### Labeled region records
+ + + + +

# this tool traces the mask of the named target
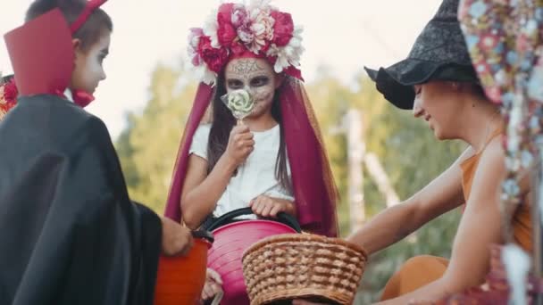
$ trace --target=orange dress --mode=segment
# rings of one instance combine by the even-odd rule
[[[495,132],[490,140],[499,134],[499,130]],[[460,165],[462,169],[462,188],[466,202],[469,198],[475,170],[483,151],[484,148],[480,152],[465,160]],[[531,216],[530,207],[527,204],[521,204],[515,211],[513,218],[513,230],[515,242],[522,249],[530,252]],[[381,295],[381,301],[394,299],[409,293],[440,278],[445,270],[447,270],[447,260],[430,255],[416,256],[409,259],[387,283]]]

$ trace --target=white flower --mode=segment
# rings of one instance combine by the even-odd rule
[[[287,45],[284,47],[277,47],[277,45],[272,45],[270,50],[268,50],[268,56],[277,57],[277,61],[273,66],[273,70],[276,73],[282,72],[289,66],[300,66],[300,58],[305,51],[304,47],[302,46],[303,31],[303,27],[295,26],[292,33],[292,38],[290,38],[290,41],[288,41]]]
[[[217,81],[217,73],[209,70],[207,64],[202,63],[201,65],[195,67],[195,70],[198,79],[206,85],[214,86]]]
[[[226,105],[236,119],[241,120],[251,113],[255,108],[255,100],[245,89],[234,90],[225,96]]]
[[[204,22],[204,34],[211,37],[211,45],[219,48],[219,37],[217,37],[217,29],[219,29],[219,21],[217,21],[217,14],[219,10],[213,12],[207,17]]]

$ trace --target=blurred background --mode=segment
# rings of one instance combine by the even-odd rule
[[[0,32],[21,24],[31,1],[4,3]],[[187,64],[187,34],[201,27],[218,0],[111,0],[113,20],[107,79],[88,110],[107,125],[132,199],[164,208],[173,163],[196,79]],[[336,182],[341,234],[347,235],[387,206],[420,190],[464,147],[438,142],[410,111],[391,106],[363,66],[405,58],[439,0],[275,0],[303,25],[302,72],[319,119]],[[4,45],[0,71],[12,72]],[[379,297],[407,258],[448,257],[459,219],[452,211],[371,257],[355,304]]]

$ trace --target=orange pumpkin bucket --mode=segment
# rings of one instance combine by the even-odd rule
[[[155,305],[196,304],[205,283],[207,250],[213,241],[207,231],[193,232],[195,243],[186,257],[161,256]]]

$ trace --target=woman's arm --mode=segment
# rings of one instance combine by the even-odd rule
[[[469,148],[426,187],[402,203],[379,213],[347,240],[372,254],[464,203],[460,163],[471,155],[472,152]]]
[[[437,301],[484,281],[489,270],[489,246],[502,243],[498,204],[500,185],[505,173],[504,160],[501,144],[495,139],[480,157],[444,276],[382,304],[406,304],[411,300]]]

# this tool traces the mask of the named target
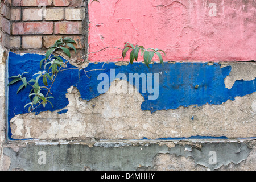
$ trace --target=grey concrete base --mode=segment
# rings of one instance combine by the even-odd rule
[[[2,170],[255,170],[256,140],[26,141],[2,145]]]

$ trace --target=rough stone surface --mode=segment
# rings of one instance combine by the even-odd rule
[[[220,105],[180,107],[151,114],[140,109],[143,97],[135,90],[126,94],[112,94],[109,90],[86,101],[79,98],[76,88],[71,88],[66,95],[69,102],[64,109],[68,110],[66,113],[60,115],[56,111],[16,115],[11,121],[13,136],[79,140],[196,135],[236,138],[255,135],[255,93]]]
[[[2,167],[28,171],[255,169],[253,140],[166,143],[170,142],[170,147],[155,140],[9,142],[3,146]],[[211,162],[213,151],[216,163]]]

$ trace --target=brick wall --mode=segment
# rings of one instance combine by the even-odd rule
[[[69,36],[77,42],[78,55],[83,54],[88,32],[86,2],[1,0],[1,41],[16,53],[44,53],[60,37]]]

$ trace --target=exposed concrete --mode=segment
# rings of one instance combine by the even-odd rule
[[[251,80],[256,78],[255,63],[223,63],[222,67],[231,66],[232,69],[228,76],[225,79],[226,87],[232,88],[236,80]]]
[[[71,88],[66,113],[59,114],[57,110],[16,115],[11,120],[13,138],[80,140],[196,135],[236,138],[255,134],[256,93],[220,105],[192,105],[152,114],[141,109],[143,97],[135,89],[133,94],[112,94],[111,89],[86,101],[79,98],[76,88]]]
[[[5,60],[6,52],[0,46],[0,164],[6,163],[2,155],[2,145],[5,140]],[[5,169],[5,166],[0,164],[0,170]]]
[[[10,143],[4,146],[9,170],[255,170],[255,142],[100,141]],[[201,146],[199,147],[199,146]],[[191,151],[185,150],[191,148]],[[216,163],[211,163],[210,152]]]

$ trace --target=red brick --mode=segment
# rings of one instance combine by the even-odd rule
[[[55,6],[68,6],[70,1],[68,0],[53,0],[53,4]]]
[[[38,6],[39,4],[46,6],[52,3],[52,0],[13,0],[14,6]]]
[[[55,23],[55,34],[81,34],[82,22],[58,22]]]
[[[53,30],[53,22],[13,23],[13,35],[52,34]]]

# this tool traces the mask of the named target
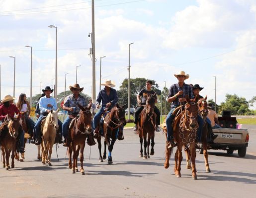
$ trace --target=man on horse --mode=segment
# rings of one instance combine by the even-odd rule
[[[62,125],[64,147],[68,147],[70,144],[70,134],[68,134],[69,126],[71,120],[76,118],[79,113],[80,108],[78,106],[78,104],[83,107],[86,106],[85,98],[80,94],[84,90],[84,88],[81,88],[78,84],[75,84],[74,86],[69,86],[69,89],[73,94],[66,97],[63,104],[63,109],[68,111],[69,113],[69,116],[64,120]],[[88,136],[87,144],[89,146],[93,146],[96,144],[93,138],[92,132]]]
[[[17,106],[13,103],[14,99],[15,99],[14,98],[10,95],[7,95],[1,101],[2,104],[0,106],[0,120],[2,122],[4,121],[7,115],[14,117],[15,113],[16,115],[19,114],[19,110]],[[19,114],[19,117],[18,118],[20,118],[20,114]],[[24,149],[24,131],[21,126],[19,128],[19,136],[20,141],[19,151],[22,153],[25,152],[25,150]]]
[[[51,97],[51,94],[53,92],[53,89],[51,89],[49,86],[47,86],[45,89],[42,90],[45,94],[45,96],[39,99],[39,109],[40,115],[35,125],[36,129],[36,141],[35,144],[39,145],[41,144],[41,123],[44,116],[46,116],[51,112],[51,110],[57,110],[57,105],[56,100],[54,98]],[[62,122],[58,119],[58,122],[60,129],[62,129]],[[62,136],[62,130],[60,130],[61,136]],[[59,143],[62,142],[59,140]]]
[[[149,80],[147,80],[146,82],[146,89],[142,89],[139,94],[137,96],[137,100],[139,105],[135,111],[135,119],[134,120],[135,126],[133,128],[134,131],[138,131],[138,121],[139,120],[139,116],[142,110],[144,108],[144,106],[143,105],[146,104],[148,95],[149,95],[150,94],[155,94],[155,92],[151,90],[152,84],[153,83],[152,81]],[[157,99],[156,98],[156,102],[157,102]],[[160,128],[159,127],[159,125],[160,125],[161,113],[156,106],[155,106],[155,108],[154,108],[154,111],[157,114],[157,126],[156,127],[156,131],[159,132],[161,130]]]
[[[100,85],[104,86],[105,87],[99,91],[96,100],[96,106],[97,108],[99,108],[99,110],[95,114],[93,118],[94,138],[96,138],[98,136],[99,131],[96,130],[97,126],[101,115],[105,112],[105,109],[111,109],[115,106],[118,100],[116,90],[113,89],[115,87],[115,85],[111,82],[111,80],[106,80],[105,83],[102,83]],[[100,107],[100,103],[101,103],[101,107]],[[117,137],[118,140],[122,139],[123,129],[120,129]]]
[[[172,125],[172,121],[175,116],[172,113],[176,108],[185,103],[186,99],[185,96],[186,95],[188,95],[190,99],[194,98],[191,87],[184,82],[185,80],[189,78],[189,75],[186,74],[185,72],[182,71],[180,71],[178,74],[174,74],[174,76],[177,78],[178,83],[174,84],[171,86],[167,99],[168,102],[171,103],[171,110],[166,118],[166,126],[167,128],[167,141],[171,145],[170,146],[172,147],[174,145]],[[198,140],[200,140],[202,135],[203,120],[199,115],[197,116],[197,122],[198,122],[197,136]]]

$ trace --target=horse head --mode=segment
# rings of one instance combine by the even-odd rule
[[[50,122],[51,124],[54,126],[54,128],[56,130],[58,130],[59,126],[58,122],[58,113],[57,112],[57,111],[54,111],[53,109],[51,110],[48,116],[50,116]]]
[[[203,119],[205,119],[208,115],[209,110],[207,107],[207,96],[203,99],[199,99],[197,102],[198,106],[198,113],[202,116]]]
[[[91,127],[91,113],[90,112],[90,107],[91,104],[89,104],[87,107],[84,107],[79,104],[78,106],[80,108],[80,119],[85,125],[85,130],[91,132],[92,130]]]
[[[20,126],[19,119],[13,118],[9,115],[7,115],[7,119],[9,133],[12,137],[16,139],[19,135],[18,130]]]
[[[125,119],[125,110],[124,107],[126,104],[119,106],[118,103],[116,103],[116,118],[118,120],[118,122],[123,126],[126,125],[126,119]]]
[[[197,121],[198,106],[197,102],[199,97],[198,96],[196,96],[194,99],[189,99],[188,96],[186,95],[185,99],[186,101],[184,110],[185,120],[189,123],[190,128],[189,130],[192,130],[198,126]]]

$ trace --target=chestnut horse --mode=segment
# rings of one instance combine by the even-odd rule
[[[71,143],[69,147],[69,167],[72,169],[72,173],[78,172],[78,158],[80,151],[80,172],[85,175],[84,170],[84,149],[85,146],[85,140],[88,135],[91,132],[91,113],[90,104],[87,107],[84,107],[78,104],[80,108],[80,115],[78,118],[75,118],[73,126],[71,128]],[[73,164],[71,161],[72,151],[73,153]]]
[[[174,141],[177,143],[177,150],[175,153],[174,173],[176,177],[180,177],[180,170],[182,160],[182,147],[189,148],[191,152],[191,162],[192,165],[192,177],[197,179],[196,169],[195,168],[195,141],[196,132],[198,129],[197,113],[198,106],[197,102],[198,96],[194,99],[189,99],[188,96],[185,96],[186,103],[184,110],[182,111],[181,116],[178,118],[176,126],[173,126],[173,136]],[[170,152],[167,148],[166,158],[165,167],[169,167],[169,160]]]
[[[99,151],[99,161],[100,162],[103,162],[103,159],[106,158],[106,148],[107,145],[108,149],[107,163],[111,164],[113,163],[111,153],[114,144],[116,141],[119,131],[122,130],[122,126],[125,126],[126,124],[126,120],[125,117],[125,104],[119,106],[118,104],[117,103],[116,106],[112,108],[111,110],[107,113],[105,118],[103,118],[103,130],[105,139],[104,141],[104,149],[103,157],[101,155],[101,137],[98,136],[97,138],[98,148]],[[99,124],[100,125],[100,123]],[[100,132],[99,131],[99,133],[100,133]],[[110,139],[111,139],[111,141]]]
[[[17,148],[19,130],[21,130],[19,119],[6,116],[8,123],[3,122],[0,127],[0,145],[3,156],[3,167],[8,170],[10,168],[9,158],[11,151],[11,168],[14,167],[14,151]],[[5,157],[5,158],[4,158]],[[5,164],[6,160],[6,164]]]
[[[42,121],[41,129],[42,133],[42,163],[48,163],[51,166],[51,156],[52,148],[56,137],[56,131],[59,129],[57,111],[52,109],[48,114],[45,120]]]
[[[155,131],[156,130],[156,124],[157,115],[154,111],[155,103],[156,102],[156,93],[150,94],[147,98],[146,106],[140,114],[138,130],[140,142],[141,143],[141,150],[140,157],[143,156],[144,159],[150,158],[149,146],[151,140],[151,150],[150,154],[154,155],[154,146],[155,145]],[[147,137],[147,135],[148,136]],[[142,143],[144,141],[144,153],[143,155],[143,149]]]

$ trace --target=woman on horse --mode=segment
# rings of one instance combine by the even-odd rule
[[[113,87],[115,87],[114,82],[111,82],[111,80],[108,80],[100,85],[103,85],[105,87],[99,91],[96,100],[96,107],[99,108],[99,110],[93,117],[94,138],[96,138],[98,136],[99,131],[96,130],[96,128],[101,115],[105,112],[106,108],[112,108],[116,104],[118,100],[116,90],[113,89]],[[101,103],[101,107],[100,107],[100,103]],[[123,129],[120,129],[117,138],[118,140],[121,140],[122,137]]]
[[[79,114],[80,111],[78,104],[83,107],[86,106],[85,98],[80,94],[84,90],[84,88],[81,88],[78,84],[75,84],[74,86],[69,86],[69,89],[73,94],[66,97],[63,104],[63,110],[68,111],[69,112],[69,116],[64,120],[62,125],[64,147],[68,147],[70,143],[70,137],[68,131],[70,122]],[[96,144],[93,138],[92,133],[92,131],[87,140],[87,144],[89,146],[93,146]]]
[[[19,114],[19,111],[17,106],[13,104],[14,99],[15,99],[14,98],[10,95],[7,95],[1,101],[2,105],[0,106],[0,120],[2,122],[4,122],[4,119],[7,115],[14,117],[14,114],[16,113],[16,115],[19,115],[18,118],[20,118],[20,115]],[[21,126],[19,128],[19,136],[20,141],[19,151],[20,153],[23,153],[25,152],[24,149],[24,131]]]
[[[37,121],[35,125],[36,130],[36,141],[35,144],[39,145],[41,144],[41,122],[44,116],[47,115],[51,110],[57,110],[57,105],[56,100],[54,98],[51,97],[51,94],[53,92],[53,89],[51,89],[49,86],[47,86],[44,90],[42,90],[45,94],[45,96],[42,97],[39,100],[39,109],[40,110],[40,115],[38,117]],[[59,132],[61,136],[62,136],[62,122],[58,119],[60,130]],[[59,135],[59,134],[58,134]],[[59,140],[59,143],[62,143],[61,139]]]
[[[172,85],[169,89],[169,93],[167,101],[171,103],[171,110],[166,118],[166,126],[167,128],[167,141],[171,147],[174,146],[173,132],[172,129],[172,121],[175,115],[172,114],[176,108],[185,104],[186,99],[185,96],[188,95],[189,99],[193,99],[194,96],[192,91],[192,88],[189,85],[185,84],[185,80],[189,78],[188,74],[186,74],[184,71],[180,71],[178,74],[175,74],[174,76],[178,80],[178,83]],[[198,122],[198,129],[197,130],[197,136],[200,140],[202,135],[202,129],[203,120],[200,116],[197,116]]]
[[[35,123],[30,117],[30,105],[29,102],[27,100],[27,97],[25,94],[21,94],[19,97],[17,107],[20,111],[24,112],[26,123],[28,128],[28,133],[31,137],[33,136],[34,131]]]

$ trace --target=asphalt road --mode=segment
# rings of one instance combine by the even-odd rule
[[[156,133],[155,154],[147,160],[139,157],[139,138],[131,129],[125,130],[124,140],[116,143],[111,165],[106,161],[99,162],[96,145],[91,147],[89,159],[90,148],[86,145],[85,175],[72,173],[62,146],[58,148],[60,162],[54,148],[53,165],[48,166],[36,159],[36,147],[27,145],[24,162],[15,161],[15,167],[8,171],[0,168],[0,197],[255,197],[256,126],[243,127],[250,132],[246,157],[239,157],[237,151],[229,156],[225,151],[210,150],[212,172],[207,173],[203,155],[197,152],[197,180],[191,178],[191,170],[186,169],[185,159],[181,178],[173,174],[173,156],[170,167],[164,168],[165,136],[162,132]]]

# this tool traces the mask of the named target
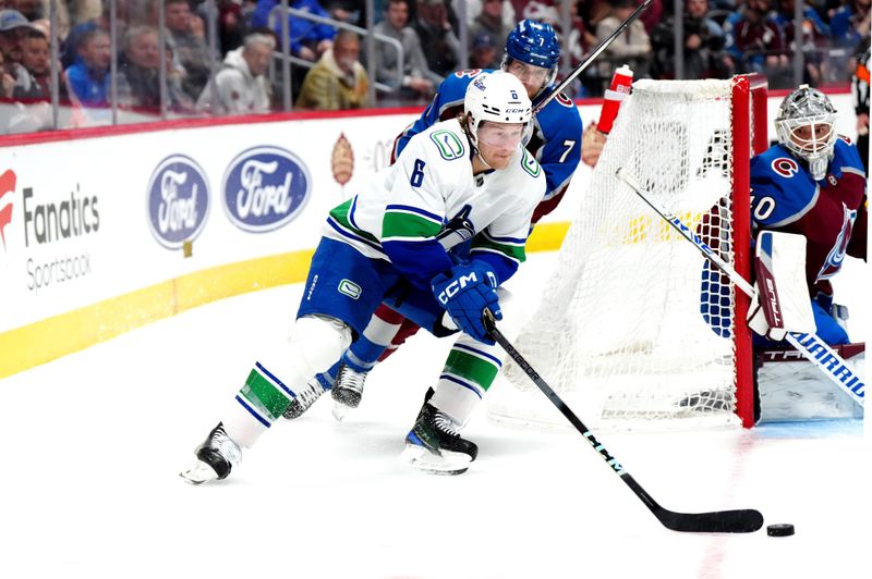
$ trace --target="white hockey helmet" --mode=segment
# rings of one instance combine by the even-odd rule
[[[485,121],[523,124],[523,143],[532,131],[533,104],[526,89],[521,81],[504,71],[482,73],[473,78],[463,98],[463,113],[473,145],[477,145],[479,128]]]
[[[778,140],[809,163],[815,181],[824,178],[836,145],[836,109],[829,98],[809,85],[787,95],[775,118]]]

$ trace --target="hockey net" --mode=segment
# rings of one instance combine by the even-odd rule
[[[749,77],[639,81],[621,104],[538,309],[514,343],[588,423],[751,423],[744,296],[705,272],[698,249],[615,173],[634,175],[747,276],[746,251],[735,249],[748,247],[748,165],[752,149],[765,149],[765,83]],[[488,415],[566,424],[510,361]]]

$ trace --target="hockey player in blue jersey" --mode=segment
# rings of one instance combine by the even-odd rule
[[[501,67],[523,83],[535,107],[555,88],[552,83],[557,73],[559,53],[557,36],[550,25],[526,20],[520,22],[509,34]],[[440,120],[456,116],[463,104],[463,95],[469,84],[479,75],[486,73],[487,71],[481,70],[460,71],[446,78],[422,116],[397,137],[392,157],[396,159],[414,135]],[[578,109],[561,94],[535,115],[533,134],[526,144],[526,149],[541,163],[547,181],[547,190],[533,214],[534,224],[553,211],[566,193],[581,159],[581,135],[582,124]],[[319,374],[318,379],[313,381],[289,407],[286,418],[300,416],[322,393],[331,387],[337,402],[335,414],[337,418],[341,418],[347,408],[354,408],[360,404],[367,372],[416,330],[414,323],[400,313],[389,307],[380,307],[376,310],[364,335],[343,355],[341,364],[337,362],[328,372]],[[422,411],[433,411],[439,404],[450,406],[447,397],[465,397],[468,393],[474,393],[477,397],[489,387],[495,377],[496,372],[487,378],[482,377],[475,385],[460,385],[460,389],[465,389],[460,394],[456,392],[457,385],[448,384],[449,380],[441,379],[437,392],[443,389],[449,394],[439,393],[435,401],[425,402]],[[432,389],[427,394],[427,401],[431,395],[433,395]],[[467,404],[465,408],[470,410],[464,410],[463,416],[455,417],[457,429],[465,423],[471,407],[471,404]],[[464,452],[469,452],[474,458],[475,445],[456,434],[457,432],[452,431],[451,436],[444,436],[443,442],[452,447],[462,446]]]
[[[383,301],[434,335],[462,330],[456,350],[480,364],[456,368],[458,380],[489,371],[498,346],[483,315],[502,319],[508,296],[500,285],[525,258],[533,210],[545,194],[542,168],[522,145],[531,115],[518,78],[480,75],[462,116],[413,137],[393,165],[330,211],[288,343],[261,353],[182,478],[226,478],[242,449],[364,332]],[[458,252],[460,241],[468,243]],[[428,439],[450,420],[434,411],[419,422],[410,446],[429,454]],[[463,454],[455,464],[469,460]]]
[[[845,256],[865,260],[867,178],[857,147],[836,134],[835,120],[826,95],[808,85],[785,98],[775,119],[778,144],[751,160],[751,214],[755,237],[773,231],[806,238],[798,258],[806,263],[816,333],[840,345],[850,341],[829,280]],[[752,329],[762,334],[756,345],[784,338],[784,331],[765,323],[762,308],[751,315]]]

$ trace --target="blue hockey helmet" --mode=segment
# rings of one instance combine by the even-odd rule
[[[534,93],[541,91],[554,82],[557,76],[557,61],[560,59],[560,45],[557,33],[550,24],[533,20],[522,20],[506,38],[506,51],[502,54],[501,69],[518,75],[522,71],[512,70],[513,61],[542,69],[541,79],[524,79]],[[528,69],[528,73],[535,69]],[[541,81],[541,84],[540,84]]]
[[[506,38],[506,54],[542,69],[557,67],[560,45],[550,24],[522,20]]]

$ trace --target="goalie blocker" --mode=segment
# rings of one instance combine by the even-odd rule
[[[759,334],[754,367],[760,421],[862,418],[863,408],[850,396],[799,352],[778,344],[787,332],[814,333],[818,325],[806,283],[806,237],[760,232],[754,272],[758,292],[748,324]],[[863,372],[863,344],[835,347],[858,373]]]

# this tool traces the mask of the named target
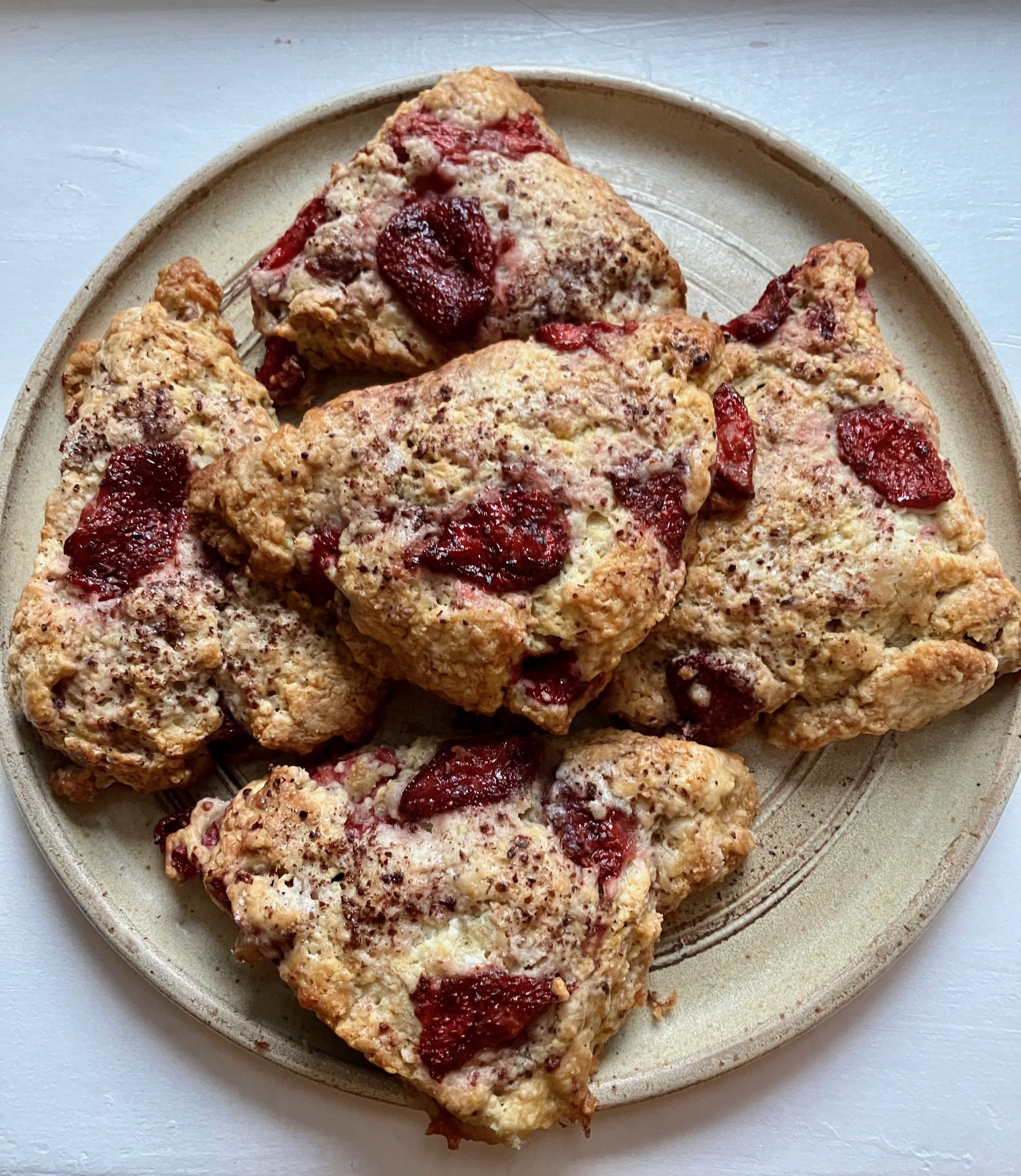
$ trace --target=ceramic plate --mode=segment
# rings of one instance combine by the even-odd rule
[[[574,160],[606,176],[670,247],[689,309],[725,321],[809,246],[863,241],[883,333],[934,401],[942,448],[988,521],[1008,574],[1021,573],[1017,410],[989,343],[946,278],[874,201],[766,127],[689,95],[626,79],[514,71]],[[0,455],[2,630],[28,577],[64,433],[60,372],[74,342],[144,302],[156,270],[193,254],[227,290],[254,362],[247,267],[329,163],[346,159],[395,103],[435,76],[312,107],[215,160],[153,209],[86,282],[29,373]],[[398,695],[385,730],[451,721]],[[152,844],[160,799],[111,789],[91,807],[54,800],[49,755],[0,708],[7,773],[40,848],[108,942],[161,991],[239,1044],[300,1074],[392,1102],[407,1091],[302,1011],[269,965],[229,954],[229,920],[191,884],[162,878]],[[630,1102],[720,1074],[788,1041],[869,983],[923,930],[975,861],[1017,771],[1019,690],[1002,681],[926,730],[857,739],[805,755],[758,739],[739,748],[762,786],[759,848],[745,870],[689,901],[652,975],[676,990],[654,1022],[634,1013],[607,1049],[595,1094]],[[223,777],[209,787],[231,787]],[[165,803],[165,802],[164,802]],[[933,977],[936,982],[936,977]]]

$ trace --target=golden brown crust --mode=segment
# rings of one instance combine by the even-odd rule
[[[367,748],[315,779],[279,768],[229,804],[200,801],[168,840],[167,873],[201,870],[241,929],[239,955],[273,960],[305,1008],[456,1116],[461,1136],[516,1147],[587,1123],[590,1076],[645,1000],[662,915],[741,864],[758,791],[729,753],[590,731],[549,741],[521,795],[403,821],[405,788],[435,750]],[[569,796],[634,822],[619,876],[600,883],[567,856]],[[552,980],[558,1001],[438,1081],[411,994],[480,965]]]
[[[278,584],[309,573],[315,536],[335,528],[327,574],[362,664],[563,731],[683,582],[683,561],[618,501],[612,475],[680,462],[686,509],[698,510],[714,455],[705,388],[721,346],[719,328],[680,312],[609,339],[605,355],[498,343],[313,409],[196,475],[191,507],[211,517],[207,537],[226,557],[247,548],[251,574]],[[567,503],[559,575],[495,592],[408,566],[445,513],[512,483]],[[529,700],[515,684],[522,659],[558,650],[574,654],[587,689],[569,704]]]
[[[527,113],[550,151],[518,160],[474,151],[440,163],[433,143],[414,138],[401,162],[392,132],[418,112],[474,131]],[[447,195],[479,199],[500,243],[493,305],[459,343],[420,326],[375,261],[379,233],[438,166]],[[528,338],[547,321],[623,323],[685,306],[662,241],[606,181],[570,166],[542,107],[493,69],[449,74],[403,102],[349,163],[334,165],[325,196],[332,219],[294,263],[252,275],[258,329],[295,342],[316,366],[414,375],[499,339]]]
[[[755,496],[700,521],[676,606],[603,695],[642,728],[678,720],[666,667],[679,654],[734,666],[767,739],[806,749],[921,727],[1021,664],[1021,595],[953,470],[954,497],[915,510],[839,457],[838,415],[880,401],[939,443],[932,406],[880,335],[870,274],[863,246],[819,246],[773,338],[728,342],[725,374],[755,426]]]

+ + + + +

### Description of the task
How many lines of the listing above contain the string "orange"? Case counts. Reply with the number alone.

### Task response
2